■ **SHORT PROBLEM**
Write out the following lines exactly as they appear.

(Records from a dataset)
-----
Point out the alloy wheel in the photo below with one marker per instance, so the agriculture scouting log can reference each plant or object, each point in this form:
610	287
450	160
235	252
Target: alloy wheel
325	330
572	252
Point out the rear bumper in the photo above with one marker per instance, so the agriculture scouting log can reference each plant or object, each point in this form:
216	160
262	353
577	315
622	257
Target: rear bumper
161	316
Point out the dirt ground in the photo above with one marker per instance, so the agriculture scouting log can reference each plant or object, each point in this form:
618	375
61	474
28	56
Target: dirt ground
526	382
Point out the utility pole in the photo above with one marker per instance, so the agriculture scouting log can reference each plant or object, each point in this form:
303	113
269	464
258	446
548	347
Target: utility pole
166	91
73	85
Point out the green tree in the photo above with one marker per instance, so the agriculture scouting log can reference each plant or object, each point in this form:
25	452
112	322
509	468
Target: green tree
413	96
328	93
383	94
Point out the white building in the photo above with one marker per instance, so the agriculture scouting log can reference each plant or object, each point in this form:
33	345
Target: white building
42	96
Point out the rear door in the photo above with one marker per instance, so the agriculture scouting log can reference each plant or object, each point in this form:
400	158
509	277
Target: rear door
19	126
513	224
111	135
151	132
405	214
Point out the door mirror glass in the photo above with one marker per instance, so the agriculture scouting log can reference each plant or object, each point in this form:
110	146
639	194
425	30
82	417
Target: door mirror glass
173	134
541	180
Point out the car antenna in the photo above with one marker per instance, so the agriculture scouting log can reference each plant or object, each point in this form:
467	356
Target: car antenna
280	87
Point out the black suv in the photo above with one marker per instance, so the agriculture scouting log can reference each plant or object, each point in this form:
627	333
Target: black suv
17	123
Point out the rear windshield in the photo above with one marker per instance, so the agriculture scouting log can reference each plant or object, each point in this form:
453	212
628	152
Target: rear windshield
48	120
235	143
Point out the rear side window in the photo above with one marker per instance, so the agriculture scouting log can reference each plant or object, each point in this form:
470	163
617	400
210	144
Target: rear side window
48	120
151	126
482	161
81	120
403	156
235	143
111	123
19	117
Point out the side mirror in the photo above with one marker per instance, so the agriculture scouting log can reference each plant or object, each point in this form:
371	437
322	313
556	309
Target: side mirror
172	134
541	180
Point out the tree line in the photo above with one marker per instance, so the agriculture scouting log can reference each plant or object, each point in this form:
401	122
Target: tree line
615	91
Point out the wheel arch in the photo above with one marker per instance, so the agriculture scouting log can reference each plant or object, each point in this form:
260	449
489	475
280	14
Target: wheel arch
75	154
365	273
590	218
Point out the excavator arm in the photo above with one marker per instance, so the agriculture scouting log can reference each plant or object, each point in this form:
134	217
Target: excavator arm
-----
■ **REPLY TO THE TASK**
Point out the alloy wheel in the photo below with one marker per instance, so the agriculture scouting log can reference each plant or object, each point in this form:
610	287
450	160
235	252
Target: alloy wheel
325	330
572	252
Point out the rear bumper in the photo above with one marker per instance, so the agriculture scouting log can reference each plant or object, each point in this form:
216	160
262	353
577	315
622	257
Target: rear bumper
161	316
Point out the dirt ground in the photo above with one marker per instance, so the agriculture scouting log can reference each plant or object, each point in this form:
618	375
61	474
28	56
Target: dirt ground
526	382
Point out the utility pole in the photo above with one marker per instance, so the agriculture scouting log can reference each plant or object, each point in this form:
303	113
269	464
258	446
548	347
Target: utility pole
166	91
73	85
Point out the green tree in the photo above with one marker per instance, so the agriculture scouting log can reference each plant or object, each point in this form:
25	452
112	322
509	468
Target: green tree
413	96
328	93
383	94
Point out the white building in the photo above with one marker per instance, so the agriculture scouting log can reference each plant or object, each point in this form:
33	345
Target: white building
42	96
Point out the rear door in the photo above with one marker per instance, so the agriculture scouting log can reference each plant or object, each point in this form:
400	158
509	277
Target: rear door
19	126
513	224
111	135
151	132
405	214
Point out the door mirror glass in the photo above with one marker per instance, so the agriculture scouting log can reference each plant or object, each point in this form:
110	146
639	194
425	30
82	417
Target: door mirror glass
173	134
541	180
Point out the car antenna in the photo above with one marker per instance, so the agriculture scouting log can reference each plant or object, each point in this form:
467	356
Target: car antenna
280	87
Point out the black suv in the photo above with one marker per instance, so the agriculture scouting log can reference each plant or object, each point in this form:
627	333
Target: black suv
17	123
Point out the rear windshield in the photo above with one marker per instance, so the agriculture scouting log can reference each plant or object, each point in this form:
453	212
628	152
Target: rear windshield
48	120
235	143
Point out the rear side window in the photo above with one marker per instance, so the agriculture scouting log can reference each plant or object, each point in this form:
470	163
617	400
210	144
Target: rear side window
48	120
151	126
482	161
81	120
403	156
235	143
111	123
19	117
Point out the side mirror in the photo above with one marker per instance, so the agriculture scouting log can reference each plant or object, each point in this form:
371	437
322	313
556	309
Target: side mirror
172	134
541	180
Point out the tree line in the photo above with one marker per instance, so the agriculture scouting log can reference each plant or object, each point in this form:
401	122
Target: tree line
615	91
Point out the wheel arch in the photo above with one marker per instance, so the agriculture scouting log can reference each plant or object, each point in this form:
260	449
489	475
280	14
Target: wheel arch
75	154
365	273
590	218
Point out the excavator arm in the photo above with one marker per instance, so the agriculture scouting log can reference each plant or object, each point in this form:
134	217
Target: excavator arm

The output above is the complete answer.